TASK DESCRIPTION -
Update the data below by changing every "Help me locate" to "Please find" and leaving the rest unchanged. Write out all of it again, but omit the pictures.

##### INPUT #####

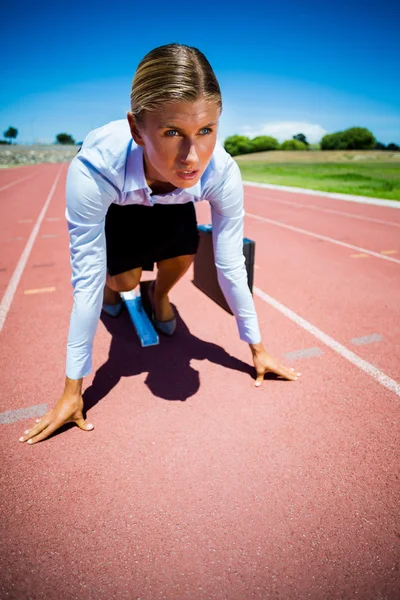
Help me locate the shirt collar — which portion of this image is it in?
[123,139,201,198]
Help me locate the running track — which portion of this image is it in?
[0,164,400,600]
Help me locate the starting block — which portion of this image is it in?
[120,286,160,347]
[193,225,255,315]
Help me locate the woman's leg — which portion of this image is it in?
[154,254,195,321]
[104,267,142,304]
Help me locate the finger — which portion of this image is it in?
[19,413,50,442]
[254,373,264,387]
[276,366,301,381]
[75,417,94,431]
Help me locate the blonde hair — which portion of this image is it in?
[131,44,222,121]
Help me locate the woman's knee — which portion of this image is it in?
[157,254,195,270]
[106,267,142,292]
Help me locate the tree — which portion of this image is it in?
[224,135,253,156]
[3,127,18,144]
[56,133,75,144]
[321,127,376,150]
[281,139,307,150]
[293,133,310,146]
[251,135,279,152]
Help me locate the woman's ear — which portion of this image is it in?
[127,112,144,146]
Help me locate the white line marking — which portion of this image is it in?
[0,173,36,192]
[351,333,383,346]
[246,194,400,227]
[246,212,400,265]
[243,180,400,208]
[253,287,400,396]
[284,348,323,360]
[0,404,48,425]
[0,165,64,331]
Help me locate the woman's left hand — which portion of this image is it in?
[250,344,301,387]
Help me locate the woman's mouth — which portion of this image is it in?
[176,169,199,181]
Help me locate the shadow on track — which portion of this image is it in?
[83,306,254,411]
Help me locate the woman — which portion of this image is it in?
[20,44,300,444]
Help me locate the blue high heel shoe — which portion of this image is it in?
[140,281,176,336]
[102,302,124,317]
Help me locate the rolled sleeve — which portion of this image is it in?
[65,156,118,379]
[210,160,261,344]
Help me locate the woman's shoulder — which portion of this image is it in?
[77,119,134,184]
[202,142,240,197]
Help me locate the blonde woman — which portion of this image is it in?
[20,44,300,444]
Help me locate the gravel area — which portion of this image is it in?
[0,144,79,167]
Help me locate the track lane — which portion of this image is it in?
[245,195,400,261]
[0,168,400,600]
[245,185,400,223]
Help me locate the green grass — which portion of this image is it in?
[238,161,400,200]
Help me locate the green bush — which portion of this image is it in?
[224,135,254,156]
[321,127,376,150]
[56,133,75,144]
[281,139,308,150]
[251,135,279,152]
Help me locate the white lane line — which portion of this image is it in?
[351,333,383,346]
[243,180,400,208]
[0,404,48,425]
[253,287,400,396]
[0,165,64,331]
[0,173,36,192]
[246,194,400,227]
[246,212,400,265]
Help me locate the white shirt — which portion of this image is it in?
[66,119,261,379]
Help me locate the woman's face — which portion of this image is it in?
[128,99,220,190]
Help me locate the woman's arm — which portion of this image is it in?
[20,157,118,444]
[210,160,300,387]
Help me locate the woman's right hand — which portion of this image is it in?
[19,385,93,444]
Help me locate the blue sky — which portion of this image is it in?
[0,0,400,144]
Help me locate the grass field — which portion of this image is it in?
[235,151,400,200]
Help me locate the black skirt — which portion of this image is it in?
[105,202,199,275]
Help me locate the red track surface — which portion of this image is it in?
[0,165,400,600]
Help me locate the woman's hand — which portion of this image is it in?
[250,342,301,387]
[19,378,93,444]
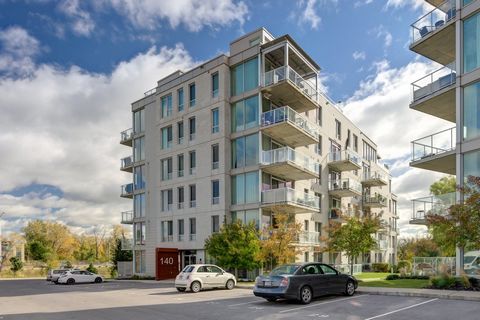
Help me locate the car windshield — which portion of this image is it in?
[270,264,300,276]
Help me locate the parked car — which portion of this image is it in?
[253,263,358,304]
[175,264,237,292]
[58,270,103,284]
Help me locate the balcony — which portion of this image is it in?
[120,210,133,224]
[261,106,320,148]
[363,194,387,208]
[262,65,319,112]
[262,188,320,214]
[410,62,457,122]
[120,156,133,172]
[120,183,133,199]
[410,0,456,65]
[328,150,362,172]
[410,127,456,175]
[410,192,457,225]
[261,147,320,181]
[120,128,133,147]
[328,178,362,198]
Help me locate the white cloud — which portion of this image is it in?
[0,28,195,229]
[352,51,367,60]
[97,0,248,31]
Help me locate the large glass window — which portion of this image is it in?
[463,13,480,73]
[463,82,480,140]
[232,96,258,132]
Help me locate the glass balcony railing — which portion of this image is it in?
[262,147,320,175]
[412,62,457,102]
[262,106,320,139]
[262,188,320,210]
[411,0,456,44]
[412,192,457,220]
[412,127,456,161]
[263,66,318,101]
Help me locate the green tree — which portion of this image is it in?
[205,220,260,276]
[324,213,381,274]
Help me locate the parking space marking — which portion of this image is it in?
[365,298,438,320]
[279,294,368,313]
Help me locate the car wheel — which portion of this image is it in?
[345,280,355,296]
[225,279,235,290]
[300,286,312,304]
[190,281,202,293]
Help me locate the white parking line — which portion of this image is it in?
[279,294,368,313]
[365,298,438,320]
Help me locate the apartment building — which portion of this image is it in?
[410,0,480,273]
[121,28,397,279]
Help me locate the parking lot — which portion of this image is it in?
[0,280,480,320]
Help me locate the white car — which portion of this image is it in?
[57,270,103,284]
[175,264,237,293]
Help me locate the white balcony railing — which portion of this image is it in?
[412,127,456,161]
[262,188,320,210]
[261,106,320,139]
[411,0,456,44]
[412,62,457,102]
[262,147,320,175]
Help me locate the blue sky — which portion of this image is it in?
[0,0,446,234]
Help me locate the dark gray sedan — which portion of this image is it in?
[253,263,358,304]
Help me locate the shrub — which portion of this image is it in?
[372,263,389,272]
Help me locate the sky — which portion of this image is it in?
[0,0,453,237]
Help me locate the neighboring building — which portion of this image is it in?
[121,28,397,278]
[410,0,480,272]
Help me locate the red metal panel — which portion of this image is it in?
[155,248,180,280]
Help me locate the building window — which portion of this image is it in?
[162,158,173,181]
[177,121,183,144]
[188,83,196,108]
[212,144,220,170]
[161,94,172,118]
[177,88,183,112]
[188,117,197,141]
[189,218,197,241]
[212,180,220,204]
[232,96,259,132]
[212,216,220,233]
[232,133,260,168]
[133,109,145,133]
[188,151,197,175]
[177,153,184,178]
[189,184,197,208]
[212,108,220,133]
[212,72,219,98]
[177,187,185,209]
[162,189,173,212]
[162,126,173,149]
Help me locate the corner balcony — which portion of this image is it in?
[120,183,133,199]
[410,127,456,175]
[410,0,457,65]
[327,150,362,172]
[262,65,319,112]
[120,210,133,224]
[262,188,320,214]
[261,106,320,148]
[261,147,320,181]
[410,62,457,122]
[120,156,133,172]
[410,192,457,225]
[328,178,362,198]
[363,194,387,208]
[120,128,133,147]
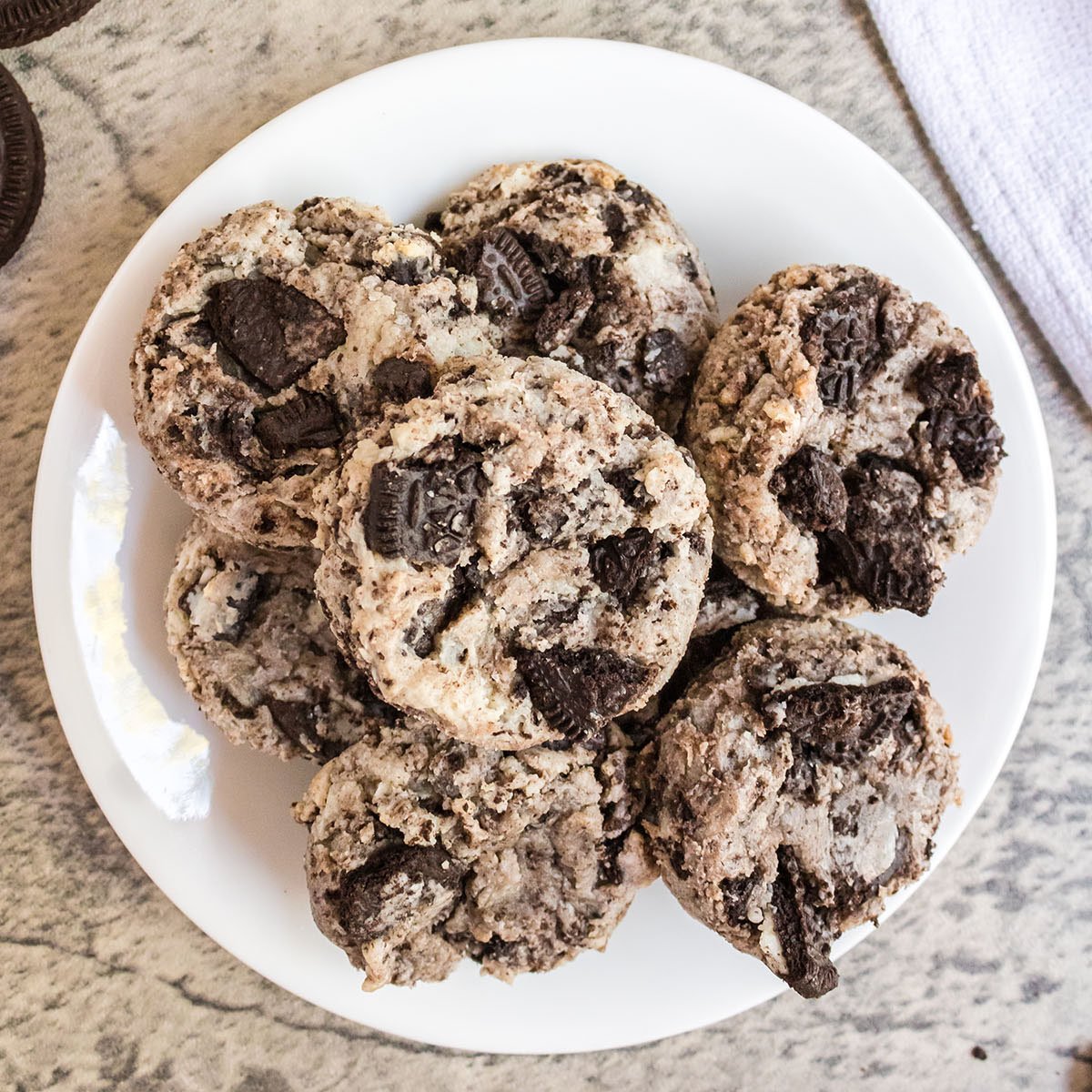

#####

RESULT -
Please find the shirt collar — which portion of this image is it in?
[123,139,201,198]
Please find the running track — which portion of this image is it in?
[0,164,400,600]
Please find the starting block — which portion of this image is it in?
[120,286,160,347]
[193,225,255,315]
Please find the woman's leg — which portion of this image is it in?
[154,254,195,321]
[104,267,142,304]
Please find the finger — which portion of this image is it in?
[19,413,50,442]
[254,373,264,387]
[276,366,301,381]
[75,417,94,431]
Please find the blonde hair — which portion of this image is it in?
[131,44,222,121]
Please find the woman's knee — which portion of this image is it in?
[157,254,195,270]
[106,267,142,292]
Please find the tree — which portion of this image is it in?
[224,135,253,156]
[3,127,18,144]
[56,133,75,144]
[321,127,376,150]
[281,139,307,150]
[293,133,310,146]
[251,135,279,152]
Please find the woman's ear — which portion of this image is it in?
[127,112,144,146]
Please find the white line marking — which portion of this image is it in?
[0,173,36,192]
[351,333,383,346]
[246,194,400,227]
[246,212,400,265]
[243,180,400,208]
[253,287,400,396]
[284,348,323,360]
[0,404,48,425]
[0,165,64,331]
Please find the woman's left hand — which portion of this image is it in?
[250,344,301,387]
Please find the woman's mouth — which portion of this image is it in?
[176,169,199,181]
Please find the shadow on track — which portion of this image is it in?
[83,306,254,411]
Please find the woman — which portion of this image is it in?
[20,44,300,444]
Please find the blue high heel shoe — which portion of this image is it in?
[140,281,176,336]
[102,302,124,317]
Please find the rolled sleeve — which portion of this image is it in?
[65,156,118,379]
[210,160,261,344]
Please find the woman's shoulder — which portion of this image is it in?
[77,119,134,184]
[202,142,240,197]
Please find the blonde woman — which portion of this image is it in?
[20,44,300,444]
Please find the gravel area — which portion of this image is it in?
[0,144,79,167]
Please find the track lane — which portion of this image is it in?
[245,195,400,261]
[0,168,400,600]
[245,185,400,223]
Please find the green grass — which portion of this image is it in?
[238,161,400,200]
Please find the green bush — which portion of this image is it in?
[224,135,254,156]
[321,127,376,150]
[56,133,75,144]
[281,139,308,150]
[251,135,279,152]
Please find the white lane line — which portion of this image is it in?
[351,333,383,346]
[243,180,400,208]
[0,404,48,425]
[253,287,400,396]
[0,165,64,331]
[0,173,36,192]
[246,194,400,227]
[246,212,400,265]
Please find the white shirt — which portion of this image is it in?
[66,119,261,379]
Please find the woman's face — which portion of this image is it in?
[128,99,220,190]
Please find the woman's arm — which portion of this image is it in?
[20,157,118,444]
[210,160,300,387]
Please find the woman's right hand — which portion of this image is it in?
[19,385,93,444]
Please find the blue sky — which portion of this image is it in?
[0,0,400,144]
Please find the grass field — which portion of this image is it in?
[235,151,400,200]
Please find the black skirt — which portion of this image is it in?
[105,202,199,275]
Please find the red track surface — which portion of this image is it in?
[0,165,400,600]
Please find the woman's hand — which portion of this image is it in?
[250,342,301,387]
[19,378,93,444]
Please find the car windshield — which portion of this image is it in?
[270,264,300,276]
Please find the parked car — which portion of this image is it in?
[253,263,358,304]
[175,264,237,292]
[58,270,103,284]
Please find the balcony — which portion of this image is it in?
[120,210,133,224]
[261,106,320,148]
[363,194,387,208]
[262,65,319,112]
[262,188,320,214]
[410,62,457,122]
[120,156,133,172]
[120,183,133,199]
[410,0,456,65]
[328,150,362,172]
[410,127,456,175]
[410,192,457,225]
[261,147,320,181]
[120,128,133,147]
[328,178,362,198]
Please find the white cloud — which portion of this image is it in?
[0,28,195,229]
[352,51,367,60]
[97,0,248,31]
Please find the large glass window — which portion of this image is it in?
[463,13,480,73]
[463,82,480,140]
[232,96,258,132]
Please find the glass balcony railing — which portion of this image is it in?
[262,147,320,175]
[412,62,457,102]
[262,106,320,139]
[262,188,320,210]
[411,0,456,44]
[412,192,457,220]
[412,127,456,161]
[263,66,318,101]
Please find the green tree — which portion of this image is it in?
[205,220,260,276]
[324,213,381,274]
Please find the parking space marking — which portion of this image is it in?
[365,298,438,320]
[279,294,368,313]
Please find the car wheel — which portion of this image is it in?
[345,280,355,296]
[225,279,235,290]
[300,286,312,304]
[190,281,202,293]
Please find the white parking line — which portion of this image is it in?
[279,294,368,313]
[365,298,438,320]
Please find the apartment building — which portion of this image is it in?
[410,0,480,273]
[121,28,397,279]
Please find the parking lot — which portion of this image is it in?
[0,280,480,320]
Please find the white car — which portion of this image is it in?
[57,270,103,284]
[175,264,237,293]
Please find the white balcony railing — which portion of this image is it in?
[412,127,456,161]
[262,188,320,210]
[261,106,320,139]
[411,0,456,44]
[412,62,457,102]
[262,147,320,175]
Please find the blue sky — which portion of this image is it in?
[0,0,446,234]
Please find the dark gray sedan — which portion of this image is it in?
[253,263,358,304]
Please find the shrub — which portion of this image is it in?
[372,263,389,272]
Please find the sky — which portion of this image is it in?
[0,0,453,237]
Please find the neighboring building — which portion of this image is it in?
[121,28,397,278]
[410,0,480,272]
Please find the red metal panel — which portion of this image is it in?
[155,248,180,280]
Please find the building window — which portion of this image is it in?
[162,158,173,181]
[177,121,183,144]
[188,83,196,108]
[212,144,220,170]
[161,94,172,118]
[177,88,183,112]
[188,117,197,141]
[189,218,197,241]
[212,180,220,204]
[232,96,259,132]
[212,216,220,233]
[232,133,260,168]
[133,109,145,133]
[188,151,197,175]
[177,153,184,178]
[189,184,197,208]
[212,108,220,133]
[212,72,219,98]
[177,187,185,209]
[162,189,173,212]
[162,126,173,149]
Please find the corner balcony — which portion of this image is it in?
[120,183,133,199]
[410,127,456,175]
[410,0,457,65]
[327,150,362,172]
[262,65,319,112]
[120,210,133,224]
[262,188,320,214]
[261,106,320,148]
[261,147,320,181]
[410,62,457,122]
[120,156,133,172]
[410,192,457,225]
[328,178,362,198]
[363,194,387,208]
[120,128,133,147]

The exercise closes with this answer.